Text:
Note the use of the pseudo-function `valueOf` to convert from an integer in the type domain to an integer in the value domain; the use of the function `fromInteger` to convert from type `Integer` to type `Bit#(...)`, and the use of type-domain operators like `TAdd`, `TLog` and so on to derive related numeric types.
3.5 Register files

Registers files are arrays of registers, with a way to selectively read and write an individual register identified by an index. Fig. 3.9 illustrates such a circuit component. The ReadSel signal is an index that identifies one of the \( n \) registers in the register file. The data in that register is presented on the ReadData output. This is usually a combinational function, just like reading a single register. The WriteSel signal identifies one of the registers, and if the WE enable signal is true, then WriteData is stored into that selected register.

Fig. 3.10 illustrates how a register file can be implemented. The read and write circuits are entirely separate. The read circuit is just a mux choosing the Q outputs of one of the registers. In the write circuit, Write Data is fed to the D inputs of all the registers. The Write Enable signal is fed to only one selected register, which captures the Write Data.

Prompt: Please repeat the text from "Note the use" up to and including "related numeric types.", swapping "pseudo-function" for "special function".

Material:
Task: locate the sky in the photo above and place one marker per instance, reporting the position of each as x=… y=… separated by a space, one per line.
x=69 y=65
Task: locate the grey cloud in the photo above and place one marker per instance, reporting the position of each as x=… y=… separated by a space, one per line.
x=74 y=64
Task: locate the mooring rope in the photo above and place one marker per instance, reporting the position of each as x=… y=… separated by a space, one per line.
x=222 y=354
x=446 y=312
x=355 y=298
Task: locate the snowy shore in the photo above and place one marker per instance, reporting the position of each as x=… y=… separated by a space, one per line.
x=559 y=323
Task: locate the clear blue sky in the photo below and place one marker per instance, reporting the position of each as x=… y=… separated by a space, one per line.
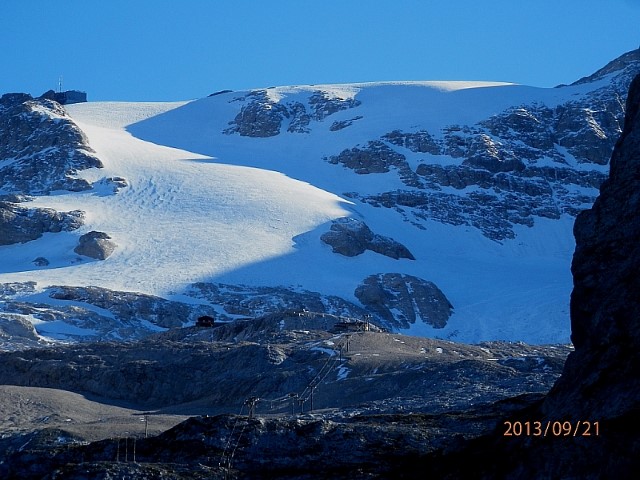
x=184 y=49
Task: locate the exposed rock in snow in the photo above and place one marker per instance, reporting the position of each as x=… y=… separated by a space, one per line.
x=42 y=149
x=263 y=116
x=402 y=300
x=350 y=237
x=96 y=245
x=19 y=224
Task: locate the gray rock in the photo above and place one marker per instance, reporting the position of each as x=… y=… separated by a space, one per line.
x=20 y=224
x=350 y=237
x=375 y=157
x=402 y=300
x=16 y=326
x=419 y=142
x=341 y=124
x=41 y=262
x=96 y=245
x=262 y=117
x=42 y=147
x=600 y=379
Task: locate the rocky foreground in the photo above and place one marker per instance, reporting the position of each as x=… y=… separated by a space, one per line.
x=268 y=397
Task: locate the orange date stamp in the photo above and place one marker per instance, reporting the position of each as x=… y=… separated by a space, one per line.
x=550 y=428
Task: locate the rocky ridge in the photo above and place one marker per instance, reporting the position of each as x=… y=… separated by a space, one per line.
x=350 y=237
x=529 y=161
x=42 y=150
x=264 y=116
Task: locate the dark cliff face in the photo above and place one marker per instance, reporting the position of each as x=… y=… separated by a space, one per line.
x=601 y=378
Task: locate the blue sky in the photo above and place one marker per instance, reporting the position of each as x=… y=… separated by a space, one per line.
x=177 y=50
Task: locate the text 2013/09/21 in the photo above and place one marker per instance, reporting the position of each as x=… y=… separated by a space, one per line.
x=579 y=428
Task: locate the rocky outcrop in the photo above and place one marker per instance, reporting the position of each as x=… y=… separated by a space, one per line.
x=65 y=98
x=19 y=224
x=402 y=300
x=262 y=116
x=87 y=314
x=595 y=404
x=42 y=149
x=508 y=169
x=350 y=237
x=601 y=377
x=255 y=301
x=96 y=245
x=130 y=307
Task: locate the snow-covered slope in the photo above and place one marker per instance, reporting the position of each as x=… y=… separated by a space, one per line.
x=228 y=198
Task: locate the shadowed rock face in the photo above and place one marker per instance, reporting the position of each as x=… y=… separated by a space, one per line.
x=601 y=378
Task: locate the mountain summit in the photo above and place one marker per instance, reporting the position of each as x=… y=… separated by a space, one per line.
x=438 y=208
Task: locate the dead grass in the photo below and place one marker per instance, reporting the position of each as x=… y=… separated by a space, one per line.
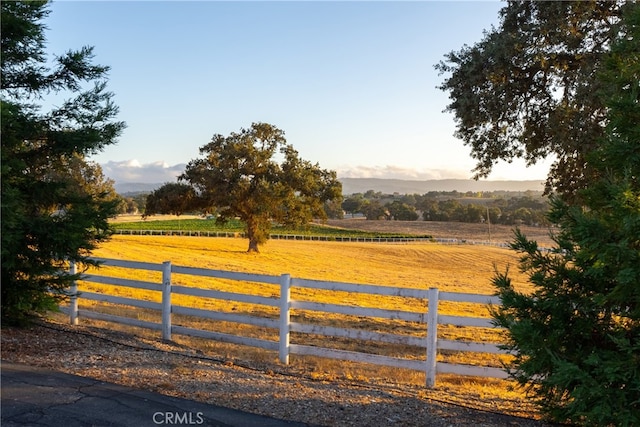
x=414 y=265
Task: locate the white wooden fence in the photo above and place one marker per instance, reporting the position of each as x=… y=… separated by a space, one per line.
x=429 y=318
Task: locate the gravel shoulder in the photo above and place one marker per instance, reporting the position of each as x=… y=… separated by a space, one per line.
x=171 y=369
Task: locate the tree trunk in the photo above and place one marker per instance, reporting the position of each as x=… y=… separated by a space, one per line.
x=253 y=233
x=253 y=246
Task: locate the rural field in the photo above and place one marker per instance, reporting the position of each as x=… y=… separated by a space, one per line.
x=454 y=268
x=310 y=389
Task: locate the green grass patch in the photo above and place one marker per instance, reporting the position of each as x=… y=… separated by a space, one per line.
x=237 y=226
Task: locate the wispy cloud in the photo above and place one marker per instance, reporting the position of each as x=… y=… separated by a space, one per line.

Result for this exercise:
Note the use of the special function `valueOf` to convert from an integer in the type domain to an integer in the value domain; the use of the function `fromInteger` to convert from type `Integer` to type `Bit#(...)`, and the use of type-domain operators like `TAdd`, `TLog` and so on to derive related numeric types.